===== AVAILABLE RECORDS =====

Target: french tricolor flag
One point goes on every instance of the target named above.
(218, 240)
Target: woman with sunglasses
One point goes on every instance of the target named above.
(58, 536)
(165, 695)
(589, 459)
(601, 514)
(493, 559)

=====

ASSIGNMENT >> Every entry shown above should be transcribed without alteration.

SOLUTION FOR THIS PROBLEM >>
Target: french tricolor flag
One point goes on every instance of the target named above.
(218, 240)
Target: woman with sunglasses
One point goes on every instance of the target named above.
(58, 536)
(165, 695)
(589, 459)
(601, 514)
(493, 559)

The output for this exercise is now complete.